Text passage –
====

An Open Table where Love knows no borders

Perhaps! Maybe! What if?!

A sermon on Isaiah 61: 1-4, 8-11 & Luke 1: 47-55 by Nathan Nettleton

“The Sovereign Lord has filled me with his Spirit and sent me to bring good news to the poor, to heal the broken hearted and to announce release to the captives. He has sent me to bring comfort to those who mourn, to replace grief and sorrow with joy and gladness. They will rebuild the cities that have long been in ruins.”

Bold words from Isaiah; a spirited exuberant vision, which finds its echo in the song of Mary: “My soul praises the Lord. God has pulled down the mighty and raised up the lowly. God has filled the hungry with good things and sent the rich away with empty hands. My soul praises the Lord.”

These are the words of people who hunger for more, the words of people who are restless and unsatisfied with the way things are. These are words coming from deep down, from a place inside of deep deep longing, of yearning, of craving for a new day, for a new heaven and a new earth. They give voice to hopes and desires that could even be branded as seditious, rebellious, treasonous because they so undermine our acceptance of the way things are. More often they are just dismissed as utopian and idealistic mush, badly adjusted to reality.

There is a famous experiment done with mice to research the concept of hope. Apparently if you take a large jar, half fill it with water and drop a mouse in it, the mouse will struggle to survive, swimming and swimming and trying to climb the sides of the jar until it is completely drained of energy. But if you drop a mouse in the jar and put a lid over the top, the mouse gives up almost straight away, resigned to its fate and just allows itself to drown. It is a perfect illustration of the ancient Hebrew proverb that says, “Where there is no vision, the people perish.”

The proverb survived because it says something lastingly true of the human spirit, and maybe those mice are not so different from us. Maybe Isaiah and Mary shouted out their words in a desperate attempt to get people like us to stop just resigning ourselves to our fate and drowning in the jar. How often have we let our dreams give up and drown amidst the discouraging voices around us that kept up the monotonous chorus of “It’ll never be like that. You can’t change. Just accept it. Welcome to the real world. Get used to it.”? The mind numbing chorus overwhelms the voices of dissent, the Isaiahs and the Marys and something dies. Just gives up swimming and drowns.

But inside we know that there could be more. Even if there is barely a spark of hope that it could ever be realised, we have a sense of what we wish for. There is a longing inside us, a yearning that we often feel we can’t afford to even listen too. A deep deep yearning for total transformation, of ourselves, of our relationships, of our circumstances, of our communities, of our world. A yearning that stirs when we hear words like these. When we get past the familiarity that deafens us to these words, and allow them to whisper into our souls, they stir up long submerged hopes. The ancient dreamtime of our souls responds, begin to shake out of its slumber.

====

Dataset excerpts –

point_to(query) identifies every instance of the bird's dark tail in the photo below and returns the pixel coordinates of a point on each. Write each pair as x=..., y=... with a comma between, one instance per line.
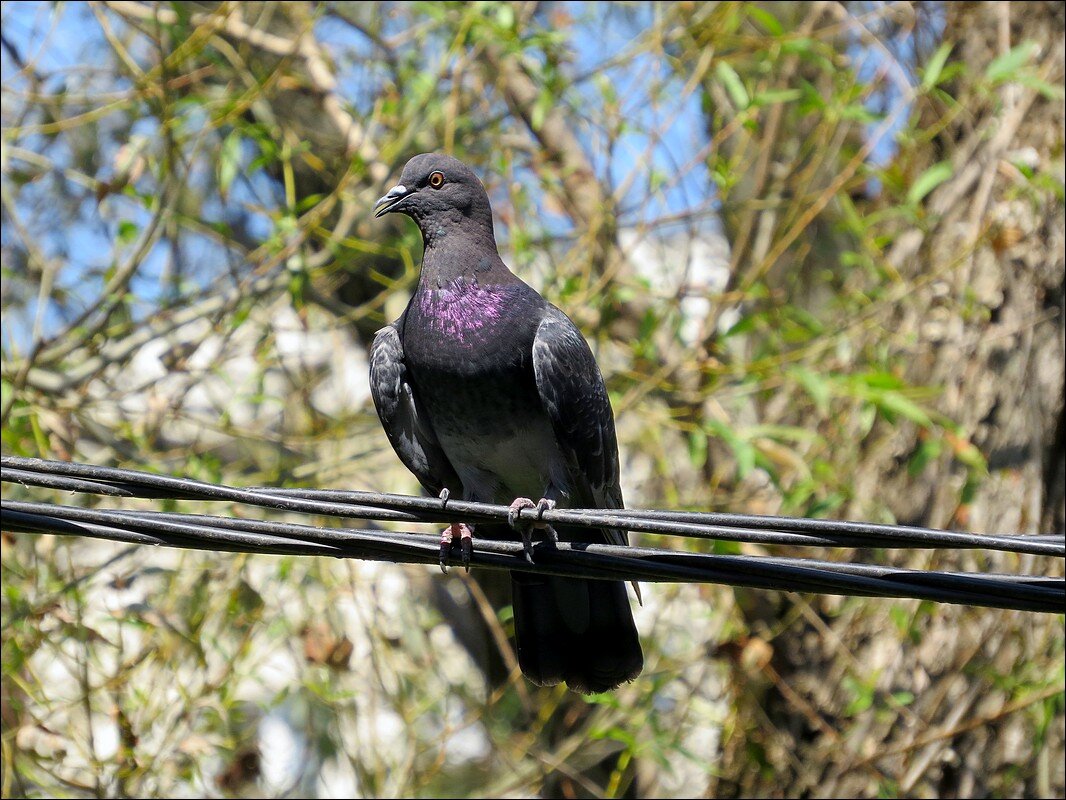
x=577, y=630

====

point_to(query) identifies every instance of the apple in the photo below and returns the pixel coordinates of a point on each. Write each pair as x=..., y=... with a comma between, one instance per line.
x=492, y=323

====

Goal 1 –
Answer these questions from the sermon, one answer per line, marked the same way:
(a) Which two scripture passages is the sermon on?
(b) In the mouse experiment, what does the mouse do when a lid is put over the jar?
(c) What ancient Hebrew proverb does the sermon quote?
Goal 2 – The sermon describes a deep yearning for total transformation. List every thing it names as the object of that transformation.
Goal 3 – Carry on the sermon from its last sentence, in the same voice.

Task output 1 –
(a) Isaiah 61: 1-4, 8-11 and Luke 1: 47-55.
(b) It gives up almost straight away, resigned to its fate, and lets itself drown.
(c) "Where there is no vision, the people perish."

Task output 2 – ourselves, our relationships, our circumstances, our communities, our world

Task output 3 –
Perhaps! Maybe! What if?! My broken heart healed. My captive spirit released. The ruins all around rebuilt. Grieving giving way to gladness and joy. The hungry filled with good things. The mouse climbing out of the jar!

Those yearnings take many shapes in each of us. They express themselves in both personal and social terms. Personally there is something deep within each of us that longs for the gospel to be true, to really be good news. Something that really desperately wants to be able to live out of the spirit of the sermon on the mount. Not just to be able to grit our teeth and force ourselves to do it against our natural inclinations, but to be able to have our natural inclinations so transfigured that we find that it becomes the most natural thing in the world for us to love our enemies, to return blessings for curses, to trust God rather than worrying all the time about where our next pay cheque will come from, to be humble without putting ourselves down, to be peace makers without succumbing to hatred of the hostile.

Even with all our competitiveness, and our drive to be winners, to climb to the top, to be successful and affluent and comfortable: even with all of that, there is still a part of us longs to be freed from the pressures and the rat race, that longs to be able to walk away from it all, to find our little cottage in the bush by a pure running stream, with rainbow lorikeets playing in the trees, and just live a simple lifestyle. Enjoy the simple pleasures, the flowers, the animals, the clean air, the contemplation of beauty and integrity and balance. You’ve heard people say things like that haven’t you? Maybe you’ve even said it yourself, or heard it whispering beneath the chaos of your life?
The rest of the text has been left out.